In the data wrangler documentation below, what does the QuoteTickDataWrangler process method use when the 'bid_size' and 'ask_size' columns are absent?

Document passage

•••••

Expects columns [‘open’, ‘high’, ‘low’, ‘close’, ‘volume’] with ‘timestamp’ index. Note: The ‘volume’ column is optional, if one does not exist then will use the default_volume.
- Parameters:
- data (pd.DataFrame) – The data to process.
- default_volume (float) – The default volume for each bar (if not provided).
- ts_init_delta (int) – The difference in nanoseconds between the data timestamps and the ts_init value. Can be used to represent/simulate latency between the data source and the Nautilus system.
- Return type: list[Bar]
- Raises: ValueError – If data is empty.
class OrderBookDeltaDataWrangler
Bases: object
OrderBookDeltaDataWrangler(Instrument instrument)
Provides a means of building lists of Nautilus OrderBookDelta objects.
- Parameters: instrument (Instrument) – The instrument for the data wrangler.
instrument
process(self, data: pd.DataFrame, int ts_init_delta: int = 0, bool is_raw=False)
Process the given order book dataset into Nautilus OrderBookDelta objects.
- Parameters:
- data (pd.DataFrame) – The data to process.
- ts_init_delta (int) – The difference in nanoseconds between the data timestamps and the ts_init value. Can be used to represent/simulate latency between the data source and the Nautilus system.
- is_raw (bool , default False) – If the data is scaled to Nautilus fixed-point values.
- Raises: ValueError – If data is empty.
class QuoteTickDataWrangler
Bases: object
QuoteTickDataWrangler(Instrument instrument)
Provides a means of building lists of Nautilus QuoteTick objects.
- Parameters: instrument (Instrument) – The instrument for the data wrangler.
instrument
process(self, data: pd.DataFrame, double default_volume: float = 1000000.0, int ts_init_delta: int = 0)
Process the given tick dataset into Nautilus QuoteTick objects.
Expects columns [‘bid_price’, ‘ask_price’] with ‘timestamp’ index. Note: The ‘bid_size’ and ‘ask_size’ columns are optional, will then use the default_volume.
- Parameters:
- data (pd.DataFrame) – The tick data to process.
- default_volume (float) – The default volume for each tick (if not provided).

•••••

Given information
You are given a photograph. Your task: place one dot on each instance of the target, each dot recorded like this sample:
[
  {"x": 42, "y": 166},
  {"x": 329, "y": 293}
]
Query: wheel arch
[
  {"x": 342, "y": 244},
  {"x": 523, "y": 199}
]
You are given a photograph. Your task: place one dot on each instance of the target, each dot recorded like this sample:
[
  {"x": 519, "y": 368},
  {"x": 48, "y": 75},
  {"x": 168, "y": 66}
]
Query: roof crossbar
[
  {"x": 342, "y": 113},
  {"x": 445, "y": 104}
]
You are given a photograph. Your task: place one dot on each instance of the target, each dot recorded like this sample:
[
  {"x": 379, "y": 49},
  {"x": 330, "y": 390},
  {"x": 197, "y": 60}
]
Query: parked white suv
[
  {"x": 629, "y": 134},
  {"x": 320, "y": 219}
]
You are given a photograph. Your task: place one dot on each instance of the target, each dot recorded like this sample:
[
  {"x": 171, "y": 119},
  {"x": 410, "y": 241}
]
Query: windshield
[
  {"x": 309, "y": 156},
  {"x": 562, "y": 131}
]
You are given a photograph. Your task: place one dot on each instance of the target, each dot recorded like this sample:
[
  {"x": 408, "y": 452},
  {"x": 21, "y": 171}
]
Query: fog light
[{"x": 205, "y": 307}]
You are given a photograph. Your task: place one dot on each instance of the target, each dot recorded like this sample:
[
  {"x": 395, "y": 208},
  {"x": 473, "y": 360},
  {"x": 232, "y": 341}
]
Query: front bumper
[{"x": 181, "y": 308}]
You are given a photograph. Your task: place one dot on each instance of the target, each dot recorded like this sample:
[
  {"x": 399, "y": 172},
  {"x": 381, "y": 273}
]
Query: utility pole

•••••

Result
It uses the default_volume.